[start Records supplied]
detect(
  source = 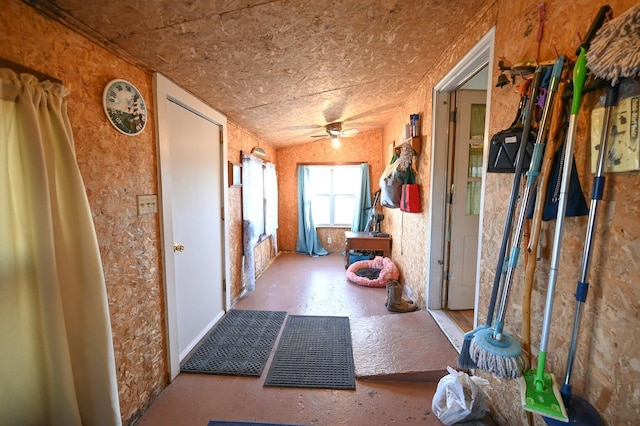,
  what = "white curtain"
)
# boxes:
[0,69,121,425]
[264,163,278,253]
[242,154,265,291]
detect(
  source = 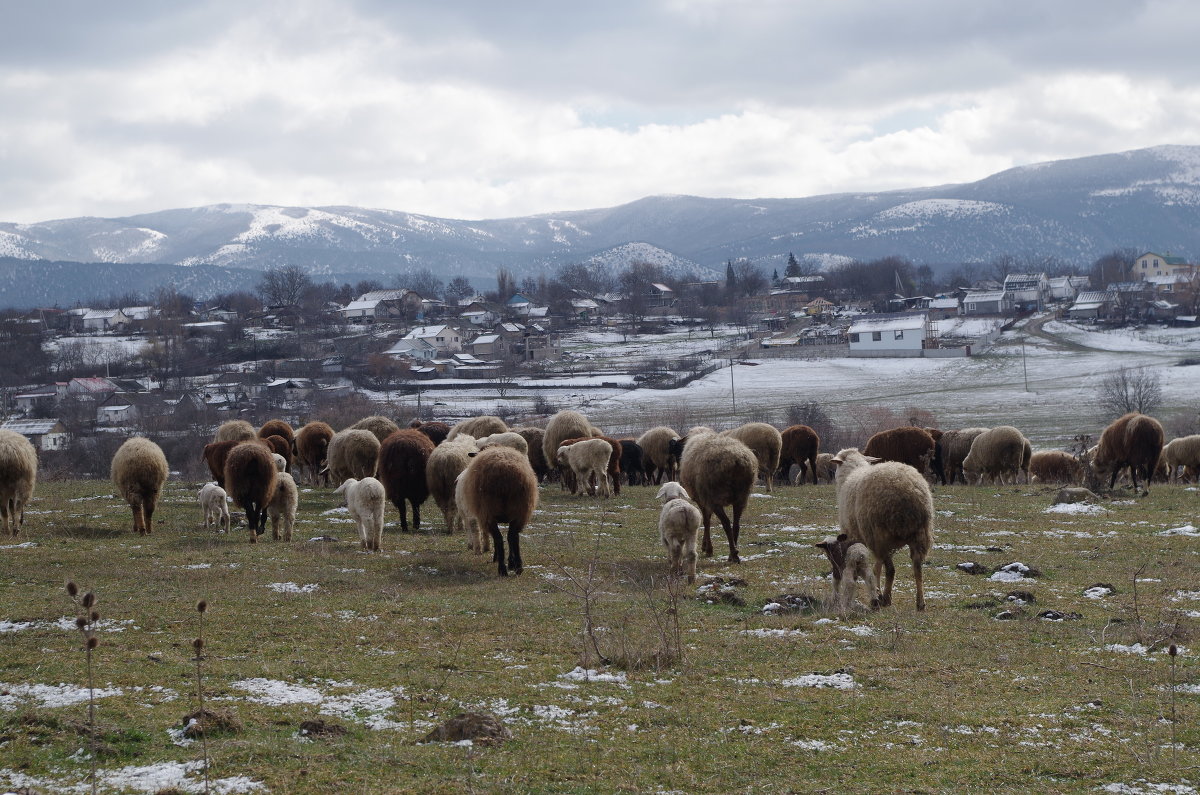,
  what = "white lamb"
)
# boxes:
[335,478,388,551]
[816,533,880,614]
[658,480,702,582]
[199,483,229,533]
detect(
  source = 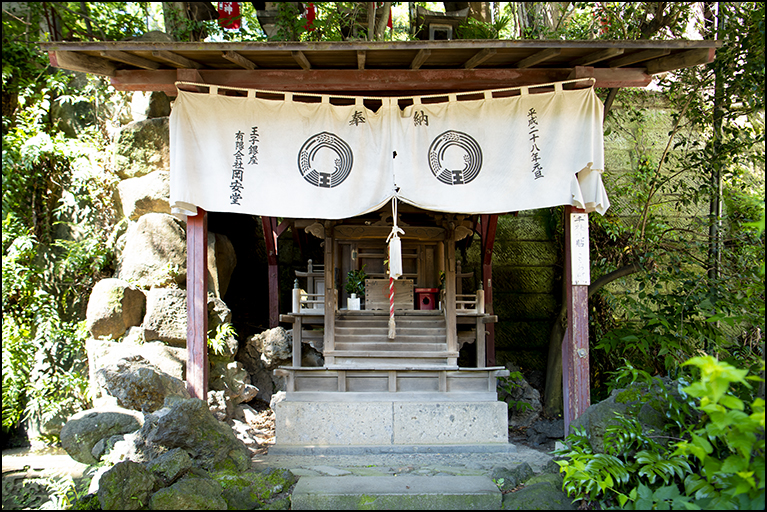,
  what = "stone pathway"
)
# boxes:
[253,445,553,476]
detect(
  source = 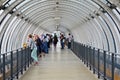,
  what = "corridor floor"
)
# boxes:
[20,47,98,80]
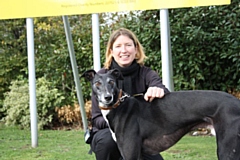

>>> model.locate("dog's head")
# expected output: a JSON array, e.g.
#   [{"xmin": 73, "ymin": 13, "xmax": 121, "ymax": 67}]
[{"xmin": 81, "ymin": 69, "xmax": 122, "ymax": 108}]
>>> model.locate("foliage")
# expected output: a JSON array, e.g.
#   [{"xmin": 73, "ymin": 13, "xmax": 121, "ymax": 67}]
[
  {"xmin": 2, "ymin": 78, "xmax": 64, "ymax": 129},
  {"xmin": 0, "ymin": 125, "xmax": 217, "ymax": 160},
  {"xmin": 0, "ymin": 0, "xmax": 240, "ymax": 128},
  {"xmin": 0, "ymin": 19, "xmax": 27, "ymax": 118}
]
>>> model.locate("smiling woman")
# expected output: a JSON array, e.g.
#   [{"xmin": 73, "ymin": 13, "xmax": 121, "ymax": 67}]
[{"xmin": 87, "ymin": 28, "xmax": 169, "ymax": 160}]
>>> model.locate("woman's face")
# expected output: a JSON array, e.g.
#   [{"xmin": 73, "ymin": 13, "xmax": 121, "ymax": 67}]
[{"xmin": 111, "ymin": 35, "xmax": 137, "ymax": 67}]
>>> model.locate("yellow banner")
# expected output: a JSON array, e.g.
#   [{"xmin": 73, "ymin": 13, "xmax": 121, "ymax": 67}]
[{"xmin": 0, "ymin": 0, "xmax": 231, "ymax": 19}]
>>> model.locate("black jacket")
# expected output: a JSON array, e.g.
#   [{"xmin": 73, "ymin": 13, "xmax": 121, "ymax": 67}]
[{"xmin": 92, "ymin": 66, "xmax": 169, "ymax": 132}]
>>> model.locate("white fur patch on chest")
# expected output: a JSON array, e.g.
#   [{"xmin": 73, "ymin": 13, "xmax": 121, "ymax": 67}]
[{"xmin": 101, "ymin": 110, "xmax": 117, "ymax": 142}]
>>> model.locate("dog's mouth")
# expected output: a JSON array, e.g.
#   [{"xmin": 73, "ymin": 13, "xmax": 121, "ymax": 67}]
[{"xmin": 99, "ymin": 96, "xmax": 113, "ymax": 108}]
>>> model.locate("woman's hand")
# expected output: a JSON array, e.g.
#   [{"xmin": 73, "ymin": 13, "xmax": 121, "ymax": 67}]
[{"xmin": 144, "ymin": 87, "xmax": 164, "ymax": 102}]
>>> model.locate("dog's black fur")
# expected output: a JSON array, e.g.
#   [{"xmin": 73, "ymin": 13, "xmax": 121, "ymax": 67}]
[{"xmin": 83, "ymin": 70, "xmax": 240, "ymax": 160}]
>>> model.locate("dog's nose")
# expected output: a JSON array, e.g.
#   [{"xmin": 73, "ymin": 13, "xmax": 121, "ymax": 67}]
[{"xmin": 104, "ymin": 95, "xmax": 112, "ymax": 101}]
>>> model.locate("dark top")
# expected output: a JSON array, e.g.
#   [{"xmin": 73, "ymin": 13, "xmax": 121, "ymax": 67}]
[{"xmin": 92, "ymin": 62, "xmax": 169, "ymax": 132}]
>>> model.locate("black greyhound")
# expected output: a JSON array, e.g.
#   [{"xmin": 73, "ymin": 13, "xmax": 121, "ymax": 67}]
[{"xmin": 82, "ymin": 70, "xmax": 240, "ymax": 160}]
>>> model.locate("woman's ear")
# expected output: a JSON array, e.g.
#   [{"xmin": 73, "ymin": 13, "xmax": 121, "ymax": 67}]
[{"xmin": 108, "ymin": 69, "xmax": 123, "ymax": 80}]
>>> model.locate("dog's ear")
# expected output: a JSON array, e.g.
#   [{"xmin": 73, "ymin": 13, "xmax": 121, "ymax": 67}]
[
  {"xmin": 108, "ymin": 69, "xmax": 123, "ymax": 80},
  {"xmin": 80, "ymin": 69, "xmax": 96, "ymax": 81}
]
[end Records supplied]
▶ _Written problem_
Locate every line in the data above that contains the string "what", and copy each of those lines. Treat uppercase and lowercase letters as different.

▶ _The answer_
  what = "white curtain"
  what = "white lamb"
  what = "stone pathway"
  what = "corridor floor"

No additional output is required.